Object position labeling entries
╔══
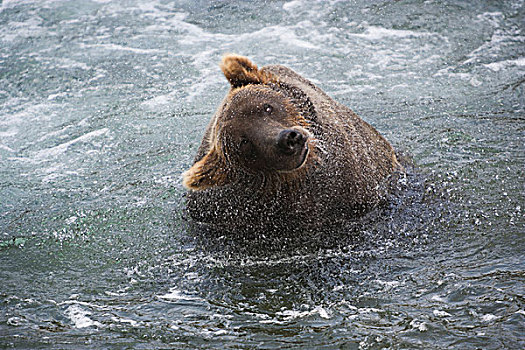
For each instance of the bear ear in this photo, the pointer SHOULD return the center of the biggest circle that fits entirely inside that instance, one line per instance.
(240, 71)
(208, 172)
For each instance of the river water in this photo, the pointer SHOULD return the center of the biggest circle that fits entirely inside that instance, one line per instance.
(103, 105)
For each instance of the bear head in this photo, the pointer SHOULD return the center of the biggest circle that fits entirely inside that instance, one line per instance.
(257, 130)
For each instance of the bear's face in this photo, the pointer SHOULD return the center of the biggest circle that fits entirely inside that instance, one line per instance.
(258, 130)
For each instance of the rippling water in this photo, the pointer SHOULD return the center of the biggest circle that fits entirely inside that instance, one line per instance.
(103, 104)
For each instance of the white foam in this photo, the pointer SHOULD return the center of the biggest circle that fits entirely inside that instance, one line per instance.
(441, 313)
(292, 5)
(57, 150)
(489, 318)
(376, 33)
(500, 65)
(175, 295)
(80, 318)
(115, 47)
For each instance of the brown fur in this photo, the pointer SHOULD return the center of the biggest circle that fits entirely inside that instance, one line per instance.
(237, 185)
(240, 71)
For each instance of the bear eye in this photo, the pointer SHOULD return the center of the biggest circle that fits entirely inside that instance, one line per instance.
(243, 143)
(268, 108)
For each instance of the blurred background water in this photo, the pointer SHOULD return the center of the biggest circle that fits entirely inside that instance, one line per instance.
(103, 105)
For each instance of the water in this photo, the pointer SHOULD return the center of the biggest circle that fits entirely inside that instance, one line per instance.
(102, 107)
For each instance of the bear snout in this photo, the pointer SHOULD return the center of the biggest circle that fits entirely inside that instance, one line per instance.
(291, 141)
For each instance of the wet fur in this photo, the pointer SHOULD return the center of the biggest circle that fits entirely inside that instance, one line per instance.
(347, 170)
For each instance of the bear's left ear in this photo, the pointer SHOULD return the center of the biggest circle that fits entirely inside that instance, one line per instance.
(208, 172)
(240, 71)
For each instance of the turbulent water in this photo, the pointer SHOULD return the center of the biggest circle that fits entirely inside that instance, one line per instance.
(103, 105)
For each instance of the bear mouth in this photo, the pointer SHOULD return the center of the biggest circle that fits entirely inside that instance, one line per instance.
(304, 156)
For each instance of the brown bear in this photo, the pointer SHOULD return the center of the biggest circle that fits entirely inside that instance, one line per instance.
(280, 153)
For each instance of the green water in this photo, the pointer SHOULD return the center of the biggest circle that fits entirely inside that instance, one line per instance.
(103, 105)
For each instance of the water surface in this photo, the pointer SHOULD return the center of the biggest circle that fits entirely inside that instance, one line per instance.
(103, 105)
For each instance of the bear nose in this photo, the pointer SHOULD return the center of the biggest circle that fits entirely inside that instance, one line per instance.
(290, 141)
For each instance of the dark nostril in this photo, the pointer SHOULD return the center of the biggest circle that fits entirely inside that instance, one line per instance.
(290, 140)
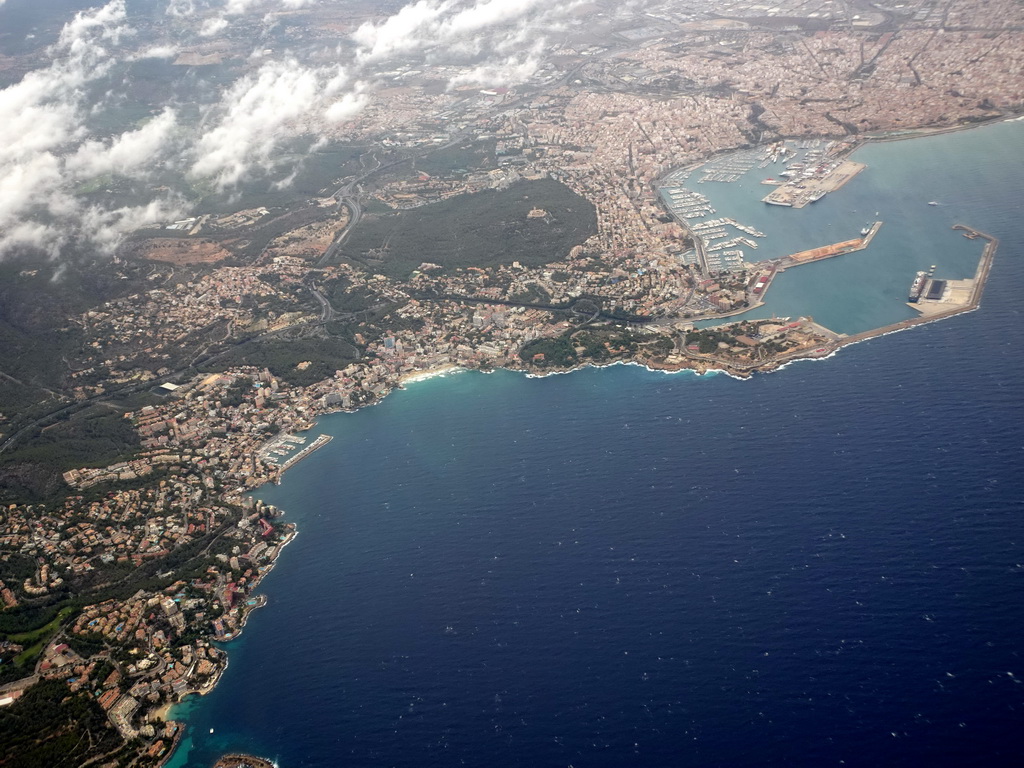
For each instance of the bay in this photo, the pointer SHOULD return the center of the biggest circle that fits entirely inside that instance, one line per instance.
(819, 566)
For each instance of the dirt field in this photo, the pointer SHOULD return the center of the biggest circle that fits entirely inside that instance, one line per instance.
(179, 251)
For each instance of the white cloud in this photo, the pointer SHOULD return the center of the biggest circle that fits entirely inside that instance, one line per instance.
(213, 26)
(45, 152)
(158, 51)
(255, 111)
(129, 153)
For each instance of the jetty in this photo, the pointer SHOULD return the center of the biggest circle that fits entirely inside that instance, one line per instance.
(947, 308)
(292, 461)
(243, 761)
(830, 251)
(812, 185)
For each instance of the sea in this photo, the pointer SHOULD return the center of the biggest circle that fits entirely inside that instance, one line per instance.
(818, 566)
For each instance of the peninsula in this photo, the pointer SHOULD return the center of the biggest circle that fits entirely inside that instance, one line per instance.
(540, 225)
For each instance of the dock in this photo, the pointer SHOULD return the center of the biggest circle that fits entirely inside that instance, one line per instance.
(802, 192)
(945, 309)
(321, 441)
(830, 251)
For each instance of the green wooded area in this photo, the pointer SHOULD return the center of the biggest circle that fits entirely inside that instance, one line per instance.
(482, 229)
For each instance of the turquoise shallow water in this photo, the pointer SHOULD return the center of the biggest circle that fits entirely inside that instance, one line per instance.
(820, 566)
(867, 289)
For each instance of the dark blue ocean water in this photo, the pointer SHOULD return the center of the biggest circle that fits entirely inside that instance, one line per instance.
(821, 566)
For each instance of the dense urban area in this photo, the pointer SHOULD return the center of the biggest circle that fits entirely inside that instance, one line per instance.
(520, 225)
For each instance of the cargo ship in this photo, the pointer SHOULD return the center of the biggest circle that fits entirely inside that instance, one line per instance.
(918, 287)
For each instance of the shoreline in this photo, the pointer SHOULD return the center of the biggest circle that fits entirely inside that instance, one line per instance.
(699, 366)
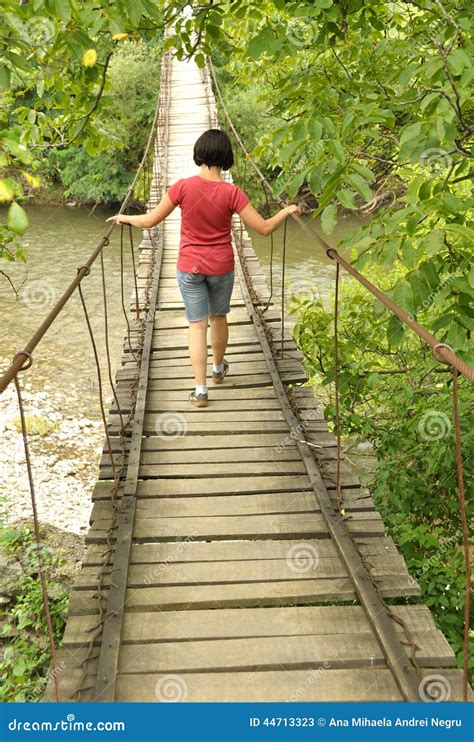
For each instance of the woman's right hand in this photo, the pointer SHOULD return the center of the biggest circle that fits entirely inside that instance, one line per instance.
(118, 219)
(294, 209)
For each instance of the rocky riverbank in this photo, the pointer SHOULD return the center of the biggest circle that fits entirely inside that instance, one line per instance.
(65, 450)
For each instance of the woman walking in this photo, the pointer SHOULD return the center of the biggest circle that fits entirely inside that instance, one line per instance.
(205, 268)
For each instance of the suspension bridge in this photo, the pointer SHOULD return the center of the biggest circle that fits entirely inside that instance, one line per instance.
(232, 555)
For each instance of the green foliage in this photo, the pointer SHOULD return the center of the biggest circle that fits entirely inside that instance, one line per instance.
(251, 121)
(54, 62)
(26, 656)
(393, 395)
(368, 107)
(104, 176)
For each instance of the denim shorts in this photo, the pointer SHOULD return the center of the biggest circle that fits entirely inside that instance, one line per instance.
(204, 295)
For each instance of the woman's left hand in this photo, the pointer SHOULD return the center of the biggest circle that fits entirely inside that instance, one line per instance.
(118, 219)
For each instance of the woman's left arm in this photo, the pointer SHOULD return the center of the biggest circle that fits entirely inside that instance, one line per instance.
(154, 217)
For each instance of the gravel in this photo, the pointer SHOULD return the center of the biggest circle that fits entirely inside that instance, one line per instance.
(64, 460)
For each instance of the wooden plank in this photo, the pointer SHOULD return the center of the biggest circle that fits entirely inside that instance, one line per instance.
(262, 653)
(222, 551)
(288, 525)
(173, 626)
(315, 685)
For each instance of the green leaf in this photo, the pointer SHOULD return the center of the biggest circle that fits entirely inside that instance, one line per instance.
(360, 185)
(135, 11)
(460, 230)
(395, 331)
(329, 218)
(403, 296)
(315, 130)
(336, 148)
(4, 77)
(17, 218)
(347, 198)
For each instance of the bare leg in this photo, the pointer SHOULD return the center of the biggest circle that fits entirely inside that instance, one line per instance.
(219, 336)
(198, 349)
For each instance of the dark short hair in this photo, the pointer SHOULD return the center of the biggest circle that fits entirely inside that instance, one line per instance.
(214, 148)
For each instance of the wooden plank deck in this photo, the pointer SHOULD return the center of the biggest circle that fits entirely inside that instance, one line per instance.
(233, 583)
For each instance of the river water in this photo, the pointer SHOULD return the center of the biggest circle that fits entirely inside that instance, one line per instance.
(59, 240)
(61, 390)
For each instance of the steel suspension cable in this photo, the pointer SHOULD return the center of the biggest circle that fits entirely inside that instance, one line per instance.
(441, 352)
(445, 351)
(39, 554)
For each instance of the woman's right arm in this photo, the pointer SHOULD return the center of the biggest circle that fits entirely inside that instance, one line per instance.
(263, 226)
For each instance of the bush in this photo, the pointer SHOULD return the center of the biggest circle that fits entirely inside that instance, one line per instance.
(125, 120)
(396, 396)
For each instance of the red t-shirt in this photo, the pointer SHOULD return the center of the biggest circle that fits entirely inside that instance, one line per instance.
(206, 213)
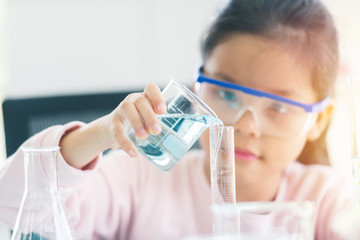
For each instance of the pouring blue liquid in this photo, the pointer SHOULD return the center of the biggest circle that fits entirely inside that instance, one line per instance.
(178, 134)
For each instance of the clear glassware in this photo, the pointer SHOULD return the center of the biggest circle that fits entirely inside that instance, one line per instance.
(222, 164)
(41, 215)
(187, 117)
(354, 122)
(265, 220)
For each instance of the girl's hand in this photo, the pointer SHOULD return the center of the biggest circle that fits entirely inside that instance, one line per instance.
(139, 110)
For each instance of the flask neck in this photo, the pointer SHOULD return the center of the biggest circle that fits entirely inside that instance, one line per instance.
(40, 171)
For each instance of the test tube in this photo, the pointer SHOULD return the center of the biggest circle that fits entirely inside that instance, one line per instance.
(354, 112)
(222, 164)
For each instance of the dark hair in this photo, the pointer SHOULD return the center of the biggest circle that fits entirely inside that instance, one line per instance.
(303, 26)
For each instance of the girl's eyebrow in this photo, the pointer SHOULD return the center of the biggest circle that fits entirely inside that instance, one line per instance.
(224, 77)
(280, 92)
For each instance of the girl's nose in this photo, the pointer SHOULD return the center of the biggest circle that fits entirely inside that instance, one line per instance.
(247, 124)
╚══
╔══
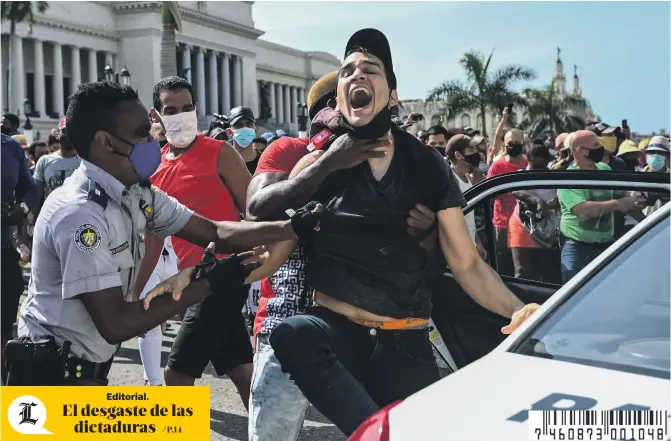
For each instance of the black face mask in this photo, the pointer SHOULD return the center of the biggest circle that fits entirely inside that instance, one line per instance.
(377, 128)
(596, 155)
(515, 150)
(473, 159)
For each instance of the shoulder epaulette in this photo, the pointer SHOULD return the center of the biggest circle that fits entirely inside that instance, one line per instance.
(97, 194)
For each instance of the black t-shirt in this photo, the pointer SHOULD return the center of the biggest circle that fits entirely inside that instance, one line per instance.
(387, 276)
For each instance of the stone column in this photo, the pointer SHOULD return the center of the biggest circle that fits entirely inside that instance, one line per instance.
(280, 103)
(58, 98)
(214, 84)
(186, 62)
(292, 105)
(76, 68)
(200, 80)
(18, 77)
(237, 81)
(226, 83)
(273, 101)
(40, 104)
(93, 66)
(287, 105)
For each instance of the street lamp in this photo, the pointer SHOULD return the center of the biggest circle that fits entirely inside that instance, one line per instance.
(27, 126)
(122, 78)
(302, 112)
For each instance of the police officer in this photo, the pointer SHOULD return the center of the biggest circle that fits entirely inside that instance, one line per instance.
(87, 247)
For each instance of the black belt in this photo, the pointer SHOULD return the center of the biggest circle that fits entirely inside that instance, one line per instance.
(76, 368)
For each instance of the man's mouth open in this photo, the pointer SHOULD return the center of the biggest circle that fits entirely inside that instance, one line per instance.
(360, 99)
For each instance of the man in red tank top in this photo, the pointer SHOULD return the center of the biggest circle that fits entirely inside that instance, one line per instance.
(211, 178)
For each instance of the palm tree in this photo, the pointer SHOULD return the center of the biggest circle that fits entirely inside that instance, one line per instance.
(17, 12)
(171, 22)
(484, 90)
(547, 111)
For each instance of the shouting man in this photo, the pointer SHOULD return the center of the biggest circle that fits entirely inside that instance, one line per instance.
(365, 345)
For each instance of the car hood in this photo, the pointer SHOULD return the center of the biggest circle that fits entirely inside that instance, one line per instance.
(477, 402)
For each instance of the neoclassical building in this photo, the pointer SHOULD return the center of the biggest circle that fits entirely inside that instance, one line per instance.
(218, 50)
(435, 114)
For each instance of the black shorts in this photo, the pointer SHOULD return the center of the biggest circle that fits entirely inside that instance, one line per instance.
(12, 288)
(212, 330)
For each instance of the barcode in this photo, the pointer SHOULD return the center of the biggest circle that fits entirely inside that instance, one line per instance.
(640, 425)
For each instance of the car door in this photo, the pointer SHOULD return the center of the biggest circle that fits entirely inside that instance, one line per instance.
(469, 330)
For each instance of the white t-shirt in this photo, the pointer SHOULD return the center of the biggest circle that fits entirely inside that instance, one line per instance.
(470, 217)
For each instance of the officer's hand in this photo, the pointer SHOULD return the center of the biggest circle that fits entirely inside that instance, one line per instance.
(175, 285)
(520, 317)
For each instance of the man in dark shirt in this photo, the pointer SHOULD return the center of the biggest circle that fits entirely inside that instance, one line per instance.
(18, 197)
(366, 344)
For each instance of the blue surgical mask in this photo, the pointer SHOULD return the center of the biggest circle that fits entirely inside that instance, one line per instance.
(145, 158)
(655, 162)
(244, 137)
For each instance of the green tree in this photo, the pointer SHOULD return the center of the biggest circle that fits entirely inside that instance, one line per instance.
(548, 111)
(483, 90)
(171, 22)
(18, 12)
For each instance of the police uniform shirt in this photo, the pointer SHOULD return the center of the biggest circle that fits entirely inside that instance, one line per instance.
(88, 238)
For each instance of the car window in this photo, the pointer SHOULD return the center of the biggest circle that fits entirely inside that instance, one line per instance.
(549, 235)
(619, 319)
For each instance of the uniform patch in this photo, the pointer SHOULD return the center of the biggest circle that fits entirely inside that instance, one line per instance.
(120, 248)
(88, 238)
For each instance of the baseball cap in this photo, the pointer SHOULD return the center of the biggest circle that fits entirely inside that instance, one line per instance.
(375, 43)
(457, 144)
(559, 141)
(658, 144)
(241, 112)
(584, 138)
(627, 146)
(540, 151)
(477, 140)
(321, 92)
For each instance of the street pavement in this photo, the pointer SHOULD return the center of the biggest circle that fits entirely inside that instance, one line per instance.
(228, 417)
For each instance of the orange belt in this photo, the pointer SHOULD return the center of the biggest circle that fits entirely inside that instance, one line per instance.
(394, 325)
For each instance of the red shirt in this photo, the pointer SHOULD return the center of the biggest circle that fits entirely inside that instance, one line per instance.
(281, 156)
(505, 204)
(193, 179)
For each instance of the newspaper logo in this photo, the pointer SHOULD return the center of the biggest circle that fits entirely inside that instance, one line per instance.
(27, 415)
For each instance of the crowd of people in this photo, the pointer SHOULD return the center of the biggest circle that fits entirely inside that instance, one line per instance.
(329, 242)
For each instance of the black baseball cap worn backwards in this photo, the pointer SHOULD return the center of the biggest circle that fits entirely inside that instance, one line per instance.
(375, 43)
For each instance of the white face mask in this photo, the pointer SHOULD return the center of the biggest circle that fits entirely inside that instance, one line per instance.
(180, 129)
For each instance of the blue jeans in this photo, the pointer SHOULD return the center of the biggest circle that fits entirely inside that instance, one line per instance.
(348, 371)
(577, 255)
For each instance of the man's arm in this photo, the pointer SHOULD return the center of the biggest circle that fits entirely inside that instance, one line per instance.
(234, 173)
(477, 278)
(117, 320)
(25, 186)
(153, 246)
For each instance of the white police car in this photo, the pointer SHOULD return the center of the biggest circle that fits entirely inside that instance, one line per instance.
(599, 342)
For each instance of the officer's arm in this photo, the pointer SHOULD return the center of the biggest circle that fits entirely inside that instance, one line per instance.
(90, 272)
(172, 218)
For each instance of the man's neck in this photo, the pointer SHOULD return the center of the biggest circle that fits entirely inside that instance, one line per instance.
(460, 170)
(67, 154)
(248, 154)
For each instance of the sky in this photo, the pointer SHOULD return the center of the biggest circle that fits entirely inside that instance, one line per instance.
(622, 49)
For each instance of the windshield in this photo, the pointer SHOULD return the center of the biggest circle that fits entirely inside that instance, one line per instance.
╚══
Find each line in the material above that contains the string "hair", and copy those lines out.

For each instance of the dark short hair in this photo, the pointer SHOULD return the center of the biggest circle that fits entirely inside that instance, one line per instance.
For each instance of the dark hair in this photo, the pointer SHOULD return the center of the biggest circle that fits entirely inside that instance, one line per instance.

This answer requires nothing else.